I really respect how the storyline made room for Darcy and Elle had trans and non binary identities and that they were expanded upon in the show, I love it really and I think that it felt like things my friends would actually talk about. We have a slight reference to Darcy having an unlabeled gender but even this feels wrapped up as they come out as non binary, I wish it was just all less clean cut, less perfectly fit so that everything works out, do their's and Tara's sexualities shift to reflect changing Lesbian identity in a more inclusive world? Do they decide to be unlabled or does the idiotic queer discourse not exist for them? Can we have people who don't particularly lean one way or the other, or who reject this modern idea that we should fit into the straight designed trap of conformity for the heads to comprehend something outside their simple world of the nuclear family? I want sexualities nuances to be explained like gender's was. Micheal talks about it, so why is there not a large discussion or plot around it? Why does it end up a somewhat hollow scene?
Maybe my friends and I are weird and philosophical, but we'd spend lunch arguing about this sort of stuff, so I really wish they'd show it, I have the backing of the kids who loved Perks of Being a Wallflower and Catcher and the Rye (don't ask me about that one I haven't actually read it, on principle) that found Solitaire, and all the depressed outsider protaganists a little too relatable for our own good, that maybe Tori and Micheal shouldn't have even kissed in the book because people are only ever going to misinterpret it. So now looking at the show, I guess of course this happened. Tori and Micheals story meant something to me and so yeah, I'm going to be a melodramatic whiner on Tumblr about it.
Listen, I get the show is cringey at times, that it's for teens and their friends and hopefully their families too, it shouldn't be a savior or the end all be all of queer rep, it's silly, they go out and drink milkshakes and sleep in tents outside for birthdays and ignore for the most part the politicization of being a queer teen except for when it's needed for the plot and I so deeply respect that, it shows kids being kids and I thank the queer gods that it isn't the sanitized storytelling of Love, Simon that people have made it out to be. But tell me why we couldn't get this one thing, why the ace and aro teens couldn't get something that talks about allonormativity a topic that needs to be so deeply explained instead of this, and trust me, I love that Issac told Charlie he could go look it up, but he shouldn't have even had to do that, don't make our main character dumb when he's not, he said knew asexual, clearly being aro is the romantic equivalent. All of Issac's character is cool, but it feels almost overdone at this point, with Jame's and the subtle aphobia of his friends who really don't get how he feels, I don't know, maybe it's because I've lived it and most of the ace media I see feels in this same vein, I just expected better from a new character who didn't have an already written plot, they could have done anything with him, and now he's just the token ace.

▶ Information provided:

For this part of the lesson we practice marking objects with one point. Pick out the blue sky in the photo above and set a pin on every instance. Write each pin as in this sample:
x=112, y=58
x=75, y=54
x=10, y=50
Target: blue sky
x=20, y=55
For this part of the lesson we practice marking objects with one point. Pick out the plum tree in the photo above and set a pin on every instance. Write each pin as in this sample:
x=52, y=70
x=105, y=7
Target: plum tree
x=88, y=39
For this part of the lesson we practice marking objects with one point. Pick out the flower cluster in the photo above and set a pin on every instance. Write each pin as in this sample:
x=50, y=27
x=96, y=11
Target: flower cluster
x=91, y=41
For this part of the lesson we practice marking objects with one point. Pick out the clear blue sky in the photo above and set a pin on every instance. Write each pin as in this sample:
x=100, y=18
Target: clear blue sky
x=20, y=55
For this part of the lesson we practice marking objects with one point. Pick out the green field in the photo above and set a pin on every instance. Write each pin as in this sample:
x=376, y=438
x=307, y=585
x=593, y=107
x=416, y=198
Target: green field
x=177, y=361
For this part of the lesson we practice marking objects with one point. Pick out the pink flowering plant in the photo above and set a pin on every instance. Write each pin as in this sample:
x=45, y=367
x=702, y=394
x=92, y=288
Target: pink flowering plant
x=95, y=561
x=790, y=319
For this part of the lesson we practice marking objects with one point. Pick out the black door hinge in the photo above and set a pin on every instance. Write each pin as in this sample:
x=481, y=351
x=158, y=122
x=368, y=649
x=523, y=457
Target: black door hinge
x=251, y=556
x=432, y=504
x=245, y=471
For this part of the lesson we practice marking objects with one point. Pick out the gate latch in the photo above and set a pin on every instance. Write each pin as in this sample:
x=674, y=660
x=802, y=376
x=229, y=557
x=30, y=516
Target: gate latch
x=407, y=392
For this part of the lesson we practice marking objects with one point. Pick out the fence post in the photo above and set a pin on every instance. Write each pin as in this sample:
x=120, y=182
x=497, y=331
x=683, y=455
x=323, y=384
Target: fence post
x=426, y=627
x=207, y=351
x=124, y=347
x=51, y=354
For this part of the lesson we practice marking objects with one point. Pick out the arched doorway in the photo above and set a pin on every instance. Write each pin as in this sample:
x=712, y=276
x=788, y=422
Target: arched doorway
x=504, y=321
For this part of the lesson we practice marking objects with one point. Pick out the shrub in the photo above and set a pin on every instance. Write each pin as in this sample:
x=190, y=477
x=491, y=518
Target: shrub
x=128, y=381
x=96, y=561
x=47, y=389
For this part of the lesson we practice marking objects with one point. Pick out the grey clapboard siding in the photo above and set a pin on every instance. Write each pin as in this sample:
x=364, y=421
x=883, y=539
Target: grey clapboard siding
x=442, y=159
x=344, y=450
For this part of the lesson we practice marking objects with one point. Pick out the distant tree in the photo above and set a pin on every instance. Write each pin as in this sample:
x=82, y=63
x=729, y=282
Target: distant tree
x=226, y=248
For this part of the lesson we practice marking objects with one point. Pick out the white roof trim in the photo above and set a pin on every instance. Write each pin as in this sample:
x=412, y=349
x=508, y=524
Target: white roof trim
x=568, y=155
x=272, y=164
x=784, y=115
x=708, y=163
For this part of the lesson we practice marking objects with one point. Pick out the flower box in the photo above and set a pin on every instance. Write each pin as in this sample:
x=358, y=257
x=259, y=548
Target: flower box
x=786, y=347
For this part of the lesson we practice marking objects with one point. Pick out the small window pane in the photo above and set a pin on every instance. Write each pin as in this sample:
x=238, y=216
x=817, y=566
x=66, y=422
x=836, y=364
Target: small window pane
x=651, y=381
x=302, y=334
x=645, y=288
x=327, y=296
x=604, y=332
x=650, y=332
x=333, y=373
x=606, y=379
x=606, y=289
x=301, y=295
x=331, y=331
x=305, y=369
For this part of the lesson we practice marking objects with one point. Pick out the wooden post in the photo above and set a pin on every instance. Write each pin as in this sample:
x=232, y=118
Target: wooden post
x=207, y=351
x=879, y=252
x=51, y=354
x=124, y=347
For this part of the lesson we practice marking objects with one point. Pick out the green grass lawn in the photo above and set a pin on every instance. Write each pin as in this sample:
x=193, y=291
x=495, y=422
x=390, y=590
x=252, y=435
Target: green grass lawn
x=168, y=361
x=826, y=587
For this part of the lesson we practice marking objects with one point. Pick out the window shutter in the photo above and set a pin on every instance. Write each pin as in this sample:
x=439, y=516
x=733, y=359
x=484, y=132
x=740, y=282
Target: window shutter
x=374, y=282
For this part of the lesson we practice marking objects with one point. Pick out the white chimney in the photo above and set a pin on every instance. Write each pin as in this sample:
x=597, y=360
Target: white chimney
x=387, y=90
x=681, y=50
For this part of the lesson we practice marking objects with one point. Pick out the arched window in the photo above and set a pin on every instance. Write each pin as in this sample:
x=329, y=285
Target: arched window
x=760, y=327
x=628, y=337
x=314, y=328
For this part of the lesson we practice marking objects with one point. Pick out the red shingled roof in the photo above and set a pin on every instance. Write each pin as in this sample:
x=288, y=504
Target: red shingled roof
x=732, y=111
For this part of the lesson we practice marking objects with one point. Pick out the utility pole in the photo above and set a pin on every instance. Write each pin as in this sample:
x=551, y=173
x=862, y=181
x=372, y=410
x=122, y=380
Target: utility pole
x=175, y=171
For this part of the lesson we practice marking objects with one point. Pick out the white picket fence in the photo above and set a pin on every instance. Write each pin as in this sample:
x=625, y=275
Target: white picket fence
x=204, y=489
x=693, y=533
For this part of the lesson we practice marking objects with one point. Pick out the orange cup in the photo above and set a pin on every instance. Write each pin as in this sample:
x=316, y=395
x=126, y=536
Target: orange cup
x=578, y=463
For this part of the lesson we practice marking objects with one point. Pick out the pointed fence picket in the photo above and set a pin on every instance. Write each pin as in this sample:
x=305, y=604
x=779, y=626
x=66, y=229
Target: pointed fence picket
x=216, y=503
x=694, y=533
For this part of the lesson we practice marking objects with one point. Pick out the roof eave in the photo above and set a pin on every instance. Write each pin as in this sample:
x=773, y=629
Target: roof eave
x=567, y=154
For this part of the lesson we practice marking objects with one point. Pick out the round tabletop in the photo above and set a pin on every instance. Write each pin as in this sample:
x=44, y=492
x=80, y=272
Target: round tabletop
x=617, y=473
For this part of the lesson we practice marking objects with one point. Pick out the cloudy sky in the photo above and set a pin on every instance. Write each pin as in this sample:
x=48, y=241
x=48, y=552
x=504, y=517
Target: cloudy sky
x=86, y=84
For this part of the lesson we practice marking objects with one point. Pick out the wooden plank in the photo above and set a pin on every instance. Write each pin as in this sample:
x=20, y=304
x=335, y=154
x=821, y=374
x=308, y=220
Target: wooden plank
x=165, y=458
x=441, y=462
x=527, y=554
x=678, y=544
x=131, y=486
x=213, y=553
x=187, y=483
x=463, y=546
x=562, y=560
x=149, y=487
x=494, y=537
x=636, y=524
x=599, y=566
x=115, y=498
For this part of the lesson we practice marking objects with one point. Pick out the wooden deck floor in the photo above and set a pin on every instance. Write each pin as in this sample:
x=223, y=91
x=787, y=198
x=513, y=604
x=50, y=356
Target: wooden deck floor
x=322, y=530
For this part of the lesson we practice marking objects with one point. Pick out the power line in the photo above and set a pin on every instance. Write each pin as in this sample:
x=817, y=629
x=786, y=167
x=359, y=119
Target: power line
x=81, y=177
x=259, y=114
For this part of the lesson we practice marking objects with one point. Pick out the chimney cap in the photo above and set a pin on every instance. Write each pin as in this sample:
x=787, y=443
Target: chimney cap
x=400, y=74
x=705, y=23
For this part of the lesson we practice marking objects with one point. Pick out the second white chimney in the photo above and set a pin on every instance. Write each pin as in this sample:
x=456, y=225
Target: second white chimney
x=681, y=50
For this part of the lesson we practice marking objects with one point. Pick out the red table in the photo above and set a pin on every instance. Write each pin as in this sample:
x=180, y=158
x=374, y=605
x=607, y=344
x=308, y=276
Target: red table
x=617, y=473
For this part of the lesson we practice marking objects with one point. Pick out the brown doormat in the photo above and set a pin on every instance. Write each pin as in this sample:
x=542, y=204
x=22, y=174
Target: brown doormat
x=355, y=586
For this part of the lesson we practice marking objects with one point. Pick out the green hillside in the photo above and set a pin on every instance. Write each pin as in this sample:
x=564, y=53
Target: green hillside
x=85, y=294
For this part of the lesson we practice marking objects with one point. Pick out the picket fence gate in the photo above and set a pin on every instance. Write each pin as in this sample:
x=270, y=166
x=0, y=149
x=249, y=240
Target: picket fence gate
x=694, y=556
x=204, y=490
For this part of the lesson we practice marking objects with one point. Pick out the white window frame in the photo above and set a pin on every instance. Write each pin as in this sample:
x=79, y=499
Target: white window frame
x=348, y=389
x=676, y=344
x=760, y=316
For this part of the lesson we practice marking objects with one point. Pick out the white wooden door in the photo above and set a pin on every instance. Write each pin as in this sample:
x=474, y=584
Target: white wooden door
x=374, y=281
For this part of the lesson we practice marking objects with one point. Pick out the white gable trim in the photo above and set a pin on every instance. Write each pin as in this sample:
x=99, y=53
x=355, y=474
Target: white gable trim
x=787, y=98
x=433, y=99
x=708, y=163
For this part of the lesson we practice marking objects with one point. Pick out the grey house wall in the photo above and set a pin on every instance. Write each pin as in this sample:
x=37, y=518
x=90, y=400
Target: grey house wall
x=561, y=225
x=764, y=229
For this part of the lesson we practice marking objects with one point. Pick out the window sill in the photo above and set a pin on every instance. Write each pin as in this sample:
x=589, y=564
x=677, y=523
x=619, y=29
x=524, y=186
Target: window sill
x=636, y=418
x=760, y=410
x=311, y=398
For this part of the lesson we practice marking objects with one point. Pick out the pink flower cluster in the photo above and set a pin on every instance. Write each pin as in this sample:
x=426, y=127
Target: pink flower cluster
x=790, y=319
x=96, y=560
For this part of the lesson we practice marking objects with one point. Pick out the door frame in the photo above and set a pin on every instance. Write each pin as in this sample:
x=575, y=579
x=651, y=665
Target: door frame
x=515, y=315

▶ Set task 1: Print the part of the post about the show that opens with the words "Maybe my friends" and ends after the words "Tumblr about it.".
▶ Set task 2: Output the lines of the listing that run from the line containing "the arched doorway" through the line containing "x=504, y=321", with both of those lines included.
The post and the listing were drawn from separate sources.

▶ Task output 1:
Maybe my friends and I are weird and philosophical, but we'd spend lunch arguing about this sort of stuff, so I really wish they'd show it, I have the backing of the kids who loved Perks of Being a Wallflower and Catcher and the Rye (don't ask me about that one I haven't actually read it, on principle) that found Solitaire, and all the depressed outsider protaganists a little too relatable for our own good, that maybe Tori and Micheal shouldn't have even kissed in the book because people are only ever going to misinterpret it. So now looking at the show, I guess of course this happened. Tori and Micheals story meant something to me and so yeah, I'm going to be a melodramatic whiner on Tumblr about it.

▶ Task output 2:
For this part of the lesson we practice marking objects with one point. Pick out the arched doorway in the photo above and set a pin on every instance. Write each pin as in this sample:
x=712, y=276
x=788, y=422
Target: arched doorway
x=504, y=321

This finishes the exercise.